**About this task**
Line by line, return the listing exactly, without any of the images.

[Dataset records]

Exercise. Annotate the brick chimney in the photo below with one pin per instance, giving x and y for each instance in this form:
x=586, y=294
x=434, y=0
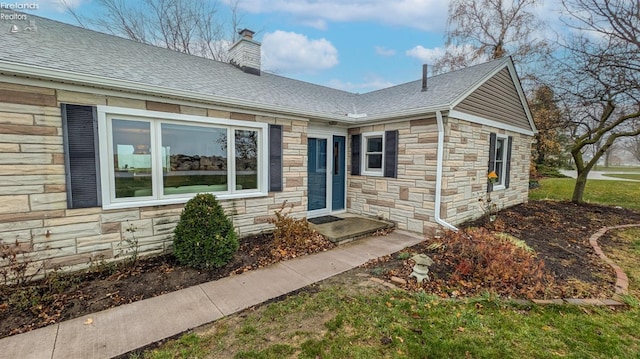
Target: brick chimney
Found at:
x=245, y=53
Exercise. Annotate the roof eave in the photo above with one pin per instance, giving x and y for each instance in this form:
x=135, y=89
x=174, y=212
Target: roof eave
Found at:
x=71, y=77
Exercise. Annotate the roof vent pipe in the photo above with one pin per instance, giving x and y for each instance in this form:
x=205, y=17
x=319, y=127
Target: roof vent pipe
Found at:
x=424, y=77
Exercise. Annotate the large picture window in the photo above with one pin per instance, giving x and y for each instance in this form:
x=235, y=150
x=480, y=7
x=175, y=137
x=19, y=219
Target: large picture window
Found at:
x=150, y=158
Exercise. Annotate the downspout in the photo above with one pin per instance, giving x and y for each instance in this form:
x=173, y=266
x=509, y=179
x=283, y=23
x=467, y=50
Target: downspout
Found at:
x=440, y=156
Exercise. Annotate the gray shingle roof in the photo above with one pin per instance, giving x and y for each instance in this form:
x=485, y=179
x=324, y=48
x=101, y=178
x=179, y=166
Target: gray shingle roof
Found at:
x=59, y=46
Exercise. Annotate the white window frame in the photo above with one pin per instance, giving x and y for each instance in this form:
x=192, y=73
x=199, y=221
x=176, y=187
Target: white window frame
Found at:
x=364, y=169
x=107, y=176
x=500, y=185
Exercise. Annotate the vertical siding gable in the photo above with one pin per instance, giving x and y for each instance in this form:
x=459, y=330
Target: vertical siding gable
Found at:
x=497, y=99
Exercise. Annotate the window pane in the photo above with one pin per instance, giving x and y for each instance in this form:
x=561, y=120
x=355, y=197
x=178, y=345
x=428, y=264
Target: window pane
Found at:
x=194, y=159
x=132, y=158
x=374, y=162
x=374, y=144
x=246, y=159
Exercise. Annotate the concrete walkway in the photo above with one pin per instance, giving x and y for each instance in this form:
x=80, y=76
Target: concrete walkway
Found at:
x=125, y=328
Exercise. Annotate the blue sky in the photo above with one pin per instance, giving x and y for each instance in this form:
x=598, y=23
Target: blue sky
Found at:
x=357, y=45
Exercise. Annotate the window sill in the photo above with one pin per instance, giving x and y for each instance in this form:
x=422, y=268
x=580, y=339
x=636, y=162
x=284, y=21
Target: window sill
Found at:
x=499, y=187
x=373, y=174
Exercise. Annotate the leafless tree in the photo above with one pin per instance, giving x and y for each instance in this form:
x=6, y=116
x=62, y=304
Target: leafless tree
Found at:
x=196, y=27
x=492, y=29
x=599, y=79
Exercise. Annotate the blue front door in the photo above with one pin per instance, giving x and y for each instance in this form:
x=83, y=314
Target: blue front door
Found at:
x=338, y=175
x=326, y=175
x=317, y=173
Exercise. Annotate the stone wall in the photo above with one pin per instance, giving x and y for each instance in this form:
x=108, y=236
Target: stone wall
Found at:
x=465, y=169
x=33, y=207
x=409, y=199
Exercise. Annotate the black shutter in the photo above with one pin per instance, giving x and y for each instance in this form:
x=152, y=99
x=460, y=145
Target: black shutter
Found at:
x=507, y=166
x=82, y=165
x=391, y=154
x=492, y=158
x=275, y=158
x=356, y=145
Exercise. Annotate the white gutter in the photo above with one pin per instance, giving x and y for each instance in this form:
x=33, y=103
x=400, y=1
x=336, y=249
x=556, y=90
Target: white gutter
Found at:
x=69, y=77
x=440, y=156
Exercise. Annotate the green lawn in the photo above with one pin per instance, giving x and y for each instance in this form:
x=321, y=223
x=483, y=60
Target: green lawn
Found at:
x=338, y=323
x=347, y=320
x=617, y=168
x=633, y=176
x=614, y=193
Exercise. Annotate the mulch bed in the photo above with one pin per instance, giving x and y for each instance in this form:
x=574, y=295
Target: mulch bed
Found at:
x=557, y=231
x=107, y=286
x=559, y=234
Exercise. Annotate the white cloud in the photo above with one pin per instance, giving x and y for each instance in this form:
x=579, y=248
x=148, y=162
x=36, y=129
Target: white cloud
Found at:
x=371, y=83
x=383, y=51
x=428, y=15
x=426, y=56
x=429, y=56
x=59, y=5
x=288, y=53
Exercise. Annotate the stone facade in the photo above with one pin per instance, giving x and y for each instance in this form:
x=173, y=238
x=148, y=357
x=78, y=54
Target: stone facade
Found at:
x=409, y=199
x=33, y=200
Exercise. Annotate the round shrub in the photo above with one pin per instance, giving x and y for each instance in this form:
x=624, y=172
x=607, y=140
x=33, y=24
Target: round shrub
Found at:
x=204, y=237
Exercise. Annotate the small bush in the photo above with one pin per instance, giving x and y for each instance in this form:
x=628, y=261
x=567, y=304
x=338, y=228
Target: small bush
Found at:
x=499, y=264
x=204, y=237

[/Dataset records]

**Result below**
Exercise. Annotate the brick chimney in the photo below with one pin per instance, giving x and y for each instance in this form:
x=586, y=294
x=434, y=0
Target: brick chimney
Found at:
x=245, y=53
Exercise. Annotate the roof eave in the photo above with one pin per instance, giving x and y for each instance in this form:
x=135, y=89
x=174, y=212
Target: roof eave
Found at:
x=71, y=77
Exercise. Annotate the roof vent pipe in the photo above with one pin per instance, giving x and y for each instance in this form:
x=205, y=17
x=319, y=127
Target: roof vent pipe
Found at:
x=424, y=77
Exercise. Annotate the large picture window in the photo above with one pin per instance, giving x and y for each instance in this form:
x=235, y=150
x=480, y=7
x=175, y=137
x=19, y=219
Target: large picture window
Found at:
x=150, y=158
Exercise. Annotate the downspout in the photo above with one pin per instance, giving x and y for each instance in this form:
x=173, y=266
x=509, y=179
x=283, y=23
x=467, y=50
Target: downspout
Found at:
x=440, y=156
Exercise. Annotate the gray shingle roof in the photo above with one pin per instance, giving x and y for each instance in this form:
x=485, y=179
x=324, y=48
x=101, y=178
x=179, y=166
Target: gray shingle roof
Found at:
x=59, y=46
Exercise. Annotate the white window frame in the photo above with one pin per instance, giving x and y for each instance in this form:
x=192, y=73
x=199, y=221
x=176, y=187
Target: white window frame
Found at:
x=364, y=169
x=107, y=176
x=500, y=185
Exercise. Annotate the vertical siding gable in the photo above with one pin per instance, giving x and y for each instance in this form:
x=459, y=330
Target: vertical siding gable
Found at:
x=497, y=99
Exercise. Annotate the window pane in the photo above with one pin per instance, giving x and y for each instance in this form:
x=561, y=120
x=355, y=197
x=178, y=345
x=428, y=264
Target: window pane
Found at:
x=194, y=159
x=132, y=158
x=374, y=162
x=374, y=144
x=246, y=159
Exercise. Annotate the concrete walkway in the photo above with one pin per instance, giving x and y for each instance in this form:
x=80, y=76
Target: concrete walkway
Found at:
x=125, y=328
Exercise. Annotate the blue sky in the photo above with one pin per instance, giving x and y for each instance in this form:
x=598, y=23
Target: blue sky
Found at:
x=357, y=45
Exercise. Annotate the window sill in the photo above with one pin per instance, giving x and y for each instance in this form:
x=422, y=268
x=580, y=339
x=636, y=162
x=284, y=21
Target: window sill
Found at:
x=499, y=187
x=373, y=174
Exercise. Annotate the leafless tree in the photo above with one pin per instance, giving x and y for each instance in this form:
x=6, y=116
x=62, y=304
Target: leafless tree
Found at:
x=196, y=27
x=492, y=29
x=599, y=79
Exercise. Annotate the blue front door in the photo above with one pin per instance, giving x and y for each instance in this form:
x=83, y=314
Target: blue front door
Found at:
x=338, y=175
x=326, y=175
x=317, y=173
Exercise. Annotate the stone wall in the photo above with one pin per instance, giving x and y for each instance in this form:
x=108, y=236
Target: stone wall
Found at:
x=465, y=169
x=33, y=207
x=409, y=199
Exercise. Annotate the black shutter in the photo above with one pin per instance, giving x and y for each instance in this form:
x=152, y=99
x=460, y=145
Target: black shutter
Found at:
x=507, y=166
x=82, y=165
x=391, y=154
x=492, y=158
x=275, y=158
x=356, y=145
Exercise. Annotate the white gutter in the photo above with one pin per instance, giving x and y for each instance in this form:
x=33, y=103
x=400, y=1
x=336, y=249
x=556, y=90
Target: white gutter
Found at:
x=69, y=77
x=440, y=156
Exercise. Annotate the green lawn in the photo above with one pin per instance, giving x and y for each instance in this form:
x=321, y=223
x=483, y=60
Target: green lawn
Found at:
x=338, y=323
x=347, y=320
x=617, y=168
x=633, y=176
x=614, y=193
Exercise. Annotate the mulch bed in the photo above with one pin per instance, giving x and y for each instance in this form:
x=574, y=295
Target: mulch bed
Found at:
x=557, y=231
x=107, y=286
x=559, y=234
Exercise. Annotate the white cloud in the photo above with one pin per instance, giving x and y for each instance in this form:
x=579, y=248
x=148, y=162
x=36, y=129
Target: white cloud
Found at:
x=371, y=83
x=383, y=51
x=428, y=15
x=426, y=56
x=429, y=56
x=59, y=5
x=288, y=53
Exercise. Annotate the stone facade in the photo above with one pin per instance, giving x and y for each instance in this form:
x=173, y=238
x=148, y=357
x=78, y=54
Target: stone facade
Found at:
x=409, y=199
x=33, y=200
Exercise. Annotate the round shrub in the photo above with one pin per instance, giving x and y for each instance in this form:
x=624, y=172
x=607, y=140
x=33, y=24
Target: round shrub
Found at:
x=204, y=237
Exercise. Annotate the small bush in the photo above with one pin per instance, giving x and y for each instance in this form:
x=628, y=261
x=567, y=304
x=338, y=228
Target: small bush
Found at:
x=499, y=264
x=204, y=237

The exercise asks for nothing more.